-------- Dataset --------

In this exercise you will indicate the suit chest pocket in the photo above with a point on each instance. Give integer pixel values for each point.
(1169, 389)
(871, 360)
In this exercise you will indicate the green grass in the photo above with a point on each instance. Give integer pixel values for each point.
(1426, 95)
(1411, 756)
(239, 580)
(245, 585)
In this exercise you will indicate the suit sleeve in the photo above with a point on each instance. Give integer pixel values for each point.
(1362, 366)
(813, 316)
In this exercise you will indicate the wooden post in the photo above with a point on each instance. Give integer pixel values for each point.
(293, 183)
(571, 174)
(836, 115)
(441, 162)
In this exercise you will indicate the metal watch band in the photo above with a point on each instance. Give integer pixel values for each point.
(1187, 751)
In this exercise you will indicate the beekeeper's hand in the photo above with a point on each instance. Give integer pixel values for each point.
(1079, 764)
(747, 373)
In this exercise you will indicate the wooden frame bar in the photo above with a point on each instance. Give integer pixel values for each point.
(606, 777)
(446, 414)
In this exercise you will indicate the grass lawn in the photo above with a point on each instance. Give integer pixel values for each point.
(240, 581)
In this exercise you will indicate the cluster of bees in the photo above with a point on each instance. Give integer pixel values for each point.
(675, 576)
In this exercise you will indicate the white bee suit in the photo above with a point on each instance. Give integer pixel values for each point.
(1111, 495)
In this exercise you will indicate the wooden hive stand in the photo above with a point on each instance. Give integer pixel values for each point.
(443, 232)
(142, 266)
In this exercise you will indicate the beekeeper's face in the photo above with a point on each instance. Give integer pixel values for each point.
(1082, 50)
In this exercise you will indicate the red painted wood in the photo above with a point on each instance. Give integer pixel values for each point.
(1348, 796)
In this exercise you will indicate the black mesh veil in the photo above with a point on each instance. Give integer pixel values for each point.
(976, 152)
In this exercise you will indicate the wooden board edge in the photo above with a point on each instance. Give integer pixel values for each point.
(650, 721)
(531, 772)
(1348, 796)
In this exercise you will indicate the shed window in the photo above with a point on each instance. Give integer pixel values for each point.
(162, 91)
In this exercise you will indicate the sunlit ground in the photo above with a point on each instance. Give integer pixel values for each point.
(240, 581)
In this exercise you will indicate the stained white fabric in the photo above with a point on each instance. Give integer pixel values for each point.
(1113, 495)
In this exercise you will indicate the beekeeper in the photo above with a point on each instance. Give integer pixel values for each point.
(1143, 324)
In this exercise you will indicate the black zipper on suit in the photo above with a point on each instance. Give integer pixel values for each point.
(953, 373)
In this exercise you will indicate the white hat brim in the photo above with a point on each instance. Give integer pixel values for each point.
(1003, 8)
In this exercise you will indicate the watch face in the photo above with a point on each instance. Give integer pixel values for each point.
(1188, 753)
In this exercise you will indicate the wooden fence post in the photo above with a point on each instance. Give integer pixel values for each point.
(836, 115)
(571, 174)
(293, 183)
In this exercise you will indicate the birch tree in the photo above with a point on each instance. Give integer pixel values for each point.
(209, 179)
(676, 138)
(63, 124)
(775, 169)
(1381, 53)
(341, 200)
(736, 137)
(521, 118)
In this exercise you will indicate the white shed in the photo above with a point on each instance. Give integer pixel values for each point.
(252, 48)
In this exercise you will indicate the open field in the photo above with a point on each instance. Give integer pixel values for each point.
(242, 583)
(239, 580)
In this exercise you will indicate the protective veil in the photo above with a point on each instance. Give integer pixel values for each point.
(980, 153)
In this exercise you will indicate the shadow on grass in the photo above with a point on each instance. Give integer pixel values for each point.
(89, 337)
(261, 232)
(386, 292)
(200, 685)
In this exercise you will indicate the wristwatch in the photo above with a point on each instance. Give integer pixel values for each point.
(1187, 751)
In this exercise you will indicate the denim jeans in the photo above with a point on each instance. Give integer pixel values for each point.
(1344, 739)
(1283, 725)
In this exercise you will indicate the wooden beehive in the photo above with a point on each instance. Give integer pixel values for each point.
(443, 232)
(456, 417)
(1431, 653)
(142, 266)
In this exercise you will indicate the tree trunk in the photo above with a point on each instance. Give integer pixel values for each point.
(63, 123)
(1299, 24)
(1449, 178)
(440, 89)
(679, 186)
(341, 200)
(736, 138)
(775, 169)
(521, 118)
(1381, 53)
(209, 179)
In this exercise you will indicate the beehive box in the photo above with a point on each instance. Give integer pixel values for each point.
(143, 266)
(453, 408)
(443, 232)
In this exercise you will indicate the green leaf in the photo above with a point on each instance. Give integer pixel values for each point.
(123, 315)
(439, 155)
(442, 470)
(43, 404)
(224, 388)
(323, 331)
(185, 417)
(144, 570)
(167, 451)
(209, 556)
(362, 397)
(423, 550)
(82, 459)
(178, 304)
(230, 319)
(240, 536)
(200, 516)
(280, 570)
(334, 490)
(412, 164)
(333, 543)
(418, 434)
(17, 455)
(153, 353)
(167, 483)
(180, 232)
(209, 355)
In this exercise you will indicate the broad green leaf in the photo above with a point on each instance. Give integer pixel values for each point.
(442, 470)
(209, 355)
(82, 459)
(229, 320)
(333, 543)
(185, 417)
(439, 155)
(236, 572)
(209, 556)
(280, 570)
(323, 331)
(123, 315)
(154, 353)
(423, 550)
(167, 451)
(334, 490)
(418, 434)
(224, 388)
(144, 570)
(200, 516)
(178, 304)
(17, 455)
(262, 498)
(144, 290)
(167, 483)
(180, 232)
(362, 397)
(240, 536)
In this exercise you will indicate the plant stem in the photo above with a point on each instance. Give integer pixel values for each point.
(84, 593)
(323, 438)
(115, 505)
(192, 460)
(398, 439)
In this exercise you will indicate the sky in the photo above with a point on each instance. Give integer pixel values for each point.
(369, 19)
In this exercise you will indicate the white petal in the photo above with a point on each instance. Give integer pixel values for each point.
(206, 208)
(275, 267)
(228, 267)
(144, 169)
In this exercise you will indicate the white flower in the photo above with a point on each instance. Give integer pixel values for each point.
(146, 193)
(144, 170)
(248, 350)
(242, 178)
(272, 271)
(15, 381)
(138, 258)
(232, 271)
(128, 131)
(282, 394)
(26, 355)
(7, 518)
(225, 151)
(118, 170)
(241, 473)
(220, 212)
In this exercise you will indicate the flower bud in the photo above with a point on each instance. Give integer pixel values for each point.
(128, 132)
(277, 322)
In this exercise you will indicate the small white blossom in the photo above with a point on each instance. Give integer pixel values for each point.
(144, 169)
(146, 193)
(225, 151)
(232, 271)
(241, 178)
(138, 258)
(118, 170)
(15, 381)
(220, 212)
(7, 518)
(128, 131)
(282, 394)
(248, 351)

--------

** Task directions **
Reproduce the entries from the line containing "In this exercise you will indicate the beekeeper's face" through the line containing "(1113, 495)", replacing "wooden board edge" with "wooden plank edge" and leaving everything else unchanged.

** Full answer **
In this exercise you will indicate the beekeeper's face in the photo above with a point on each instance. Give integer pixel values for each point.
(1082, 50)
In this exercise you will indicate the red painted wood in the photo above with a point on each instance. Give integer pixel values for each point.
(1348, 796)
In this exercise you will indicate the black mesh veil in the photo above with a point on each instance. Give integer pixel values for each point.
(976, 152)
In this exercise you will indicate the wooden plank edge in the photo above with a point on each instance. Give integer pixel values for each point.
(650, 721)
(531, 772)
(1348, 796)
In this exercise you will indicate the shed window in the photo above with a point on each instance. Give integer pixel values for each point.
(162, 91)
In this exercise you will indicate the sunlit ground in the photo above with a point on each instance. Give integer pixel values for each point.
(240, 581)
In this exercise you will indicate the stained white fabric in the photo above with a point on each instance. Give integer pixel values for each point.
(1113, 495)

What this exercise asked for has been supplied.